··· MATERIALS PROVIDED
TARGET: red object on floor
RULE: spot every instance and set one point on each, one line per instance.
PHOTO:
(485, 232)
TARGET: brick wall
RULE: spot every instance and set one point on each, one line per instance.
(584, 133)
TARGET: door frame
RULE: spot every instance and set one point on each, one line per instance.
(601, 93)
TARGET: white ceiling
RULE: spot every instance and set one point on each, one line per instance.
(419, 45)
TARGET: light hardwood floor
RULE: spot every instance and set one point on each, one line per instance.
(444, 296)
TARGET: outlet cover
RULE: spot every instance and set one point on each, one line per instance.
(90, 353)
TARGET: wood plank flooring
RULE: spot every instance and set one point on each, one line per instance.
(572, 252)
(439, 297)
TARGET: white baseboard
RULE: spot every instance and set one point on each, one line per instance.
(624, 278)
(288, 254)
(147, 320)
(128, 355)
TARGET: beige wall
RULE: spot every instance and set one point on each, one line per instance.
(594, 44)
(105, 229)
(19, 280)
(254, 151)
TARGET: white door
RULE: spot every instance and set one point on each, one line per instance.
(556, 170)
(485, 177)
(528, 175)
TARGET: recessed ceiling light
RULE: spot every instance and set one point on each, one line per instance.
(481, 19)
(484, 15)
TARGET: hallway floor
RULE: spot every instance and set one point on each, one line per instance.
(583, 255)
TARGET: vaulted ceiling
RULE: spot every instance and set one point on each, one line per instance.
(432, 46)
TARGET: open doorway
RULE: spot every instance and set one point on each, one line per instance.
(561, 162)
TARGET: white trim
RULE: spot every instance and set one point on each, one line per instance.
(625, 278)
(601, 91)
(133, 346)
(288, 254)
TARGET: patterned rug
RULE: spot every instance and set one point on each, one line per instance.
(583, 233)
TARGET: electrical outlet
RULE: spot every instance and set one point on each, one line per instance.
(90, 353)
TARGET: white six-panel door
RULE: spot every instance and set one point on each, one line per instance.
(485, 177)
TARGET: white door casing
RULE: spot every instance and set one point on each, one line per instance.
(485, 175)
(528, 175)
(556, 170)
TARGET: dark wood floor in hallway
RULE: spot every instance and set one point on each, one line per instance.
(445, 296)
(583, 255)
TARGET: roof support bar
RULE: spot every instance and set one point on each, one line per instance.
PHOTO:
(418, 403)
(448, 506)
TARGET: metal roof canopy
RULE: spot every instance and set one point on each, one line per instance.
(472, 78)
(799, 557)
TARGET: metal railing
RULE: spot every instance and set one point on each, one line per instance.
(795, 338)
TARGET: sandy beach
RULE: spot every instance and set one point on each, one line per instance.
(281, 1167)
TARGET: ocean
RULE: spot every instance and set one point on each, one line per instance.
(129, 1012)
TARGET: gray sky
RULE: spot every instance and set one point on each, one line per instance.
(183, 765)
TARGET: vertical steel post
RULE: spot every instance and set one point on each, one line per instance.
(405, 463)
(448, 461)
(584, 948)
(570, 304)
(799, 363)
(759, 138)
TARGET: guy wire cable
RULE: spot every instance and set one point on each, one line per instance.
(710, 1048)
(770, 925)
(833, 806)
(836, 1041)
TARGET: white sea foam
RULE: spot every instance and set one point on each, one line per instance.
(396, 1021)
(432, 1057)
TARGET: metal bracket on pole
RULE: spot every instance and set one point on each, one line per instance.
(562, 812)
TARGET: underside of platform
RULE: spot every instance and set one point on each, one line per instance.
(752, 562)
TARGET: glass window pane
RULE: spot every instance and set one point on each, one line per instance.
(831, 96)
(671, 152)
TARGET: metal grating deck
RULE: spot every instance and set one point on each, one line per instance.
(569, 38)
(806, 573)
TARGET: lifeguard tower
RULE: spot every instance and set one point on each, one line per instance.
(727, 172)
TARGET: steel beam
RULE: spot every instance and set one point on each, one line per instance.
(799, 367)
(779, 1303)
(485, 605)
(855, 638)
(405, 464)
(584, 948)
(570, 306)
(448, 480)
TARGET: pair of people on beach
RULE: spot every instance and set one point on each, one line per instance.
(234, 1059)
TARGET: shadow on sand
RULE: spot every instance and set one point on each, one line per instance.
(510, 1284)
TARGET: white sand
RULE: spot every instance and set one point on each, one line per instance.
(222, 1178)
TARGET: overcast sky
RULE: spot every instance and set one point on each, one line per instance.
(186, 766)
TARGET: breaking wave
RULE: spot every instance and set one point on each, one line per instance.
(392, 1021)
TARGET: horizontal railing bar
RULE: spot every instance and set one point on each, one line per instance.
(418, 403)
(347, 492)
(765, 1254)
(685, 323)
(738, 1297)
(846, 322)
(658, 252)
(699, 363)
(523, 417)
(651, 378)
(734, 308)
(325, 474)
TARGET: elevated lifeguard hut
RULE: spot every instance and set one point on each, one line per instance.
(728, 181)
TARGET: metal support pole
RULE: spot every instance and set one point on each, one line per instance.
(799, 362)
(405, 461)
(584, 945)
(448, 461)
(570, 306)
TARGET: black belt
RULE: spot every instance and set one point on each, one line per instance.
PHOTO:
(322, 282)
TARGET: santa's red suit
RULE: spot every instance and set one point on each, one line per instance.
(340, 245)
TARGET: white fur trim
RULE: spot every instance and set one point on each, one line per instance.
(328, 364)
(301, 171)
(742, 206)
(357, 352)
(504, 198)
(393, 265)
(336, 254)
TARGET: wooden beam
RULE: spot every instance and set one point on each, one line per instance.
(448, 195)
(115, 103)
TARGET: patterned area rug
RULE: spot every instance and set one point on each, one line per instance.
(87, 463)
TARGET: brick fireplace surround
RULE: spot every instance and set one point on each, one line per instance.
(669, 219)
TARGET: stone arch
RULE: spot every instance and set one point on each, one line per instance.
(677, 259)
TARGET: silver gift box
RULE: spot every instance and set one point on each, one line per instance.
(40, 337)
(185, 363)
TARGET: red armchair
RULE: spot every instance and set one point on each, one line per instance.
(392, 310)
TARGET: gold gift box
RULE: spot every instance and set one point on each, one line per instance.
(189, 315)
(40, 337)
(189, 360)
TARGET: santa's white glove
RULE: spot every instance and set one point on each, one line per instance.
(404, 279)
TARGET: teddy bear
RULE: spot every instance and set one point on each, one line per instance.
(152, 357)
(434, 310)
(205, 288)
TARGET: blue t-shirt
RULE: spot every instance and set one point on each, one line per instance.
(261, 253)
······
- **TASK ITEM**: All of the lines above that carry the string "wall" need to be found and copied.

- **SOLUTION FOR THIS PROBLEM**:
TARGET: brick wall
TARGET: beige wall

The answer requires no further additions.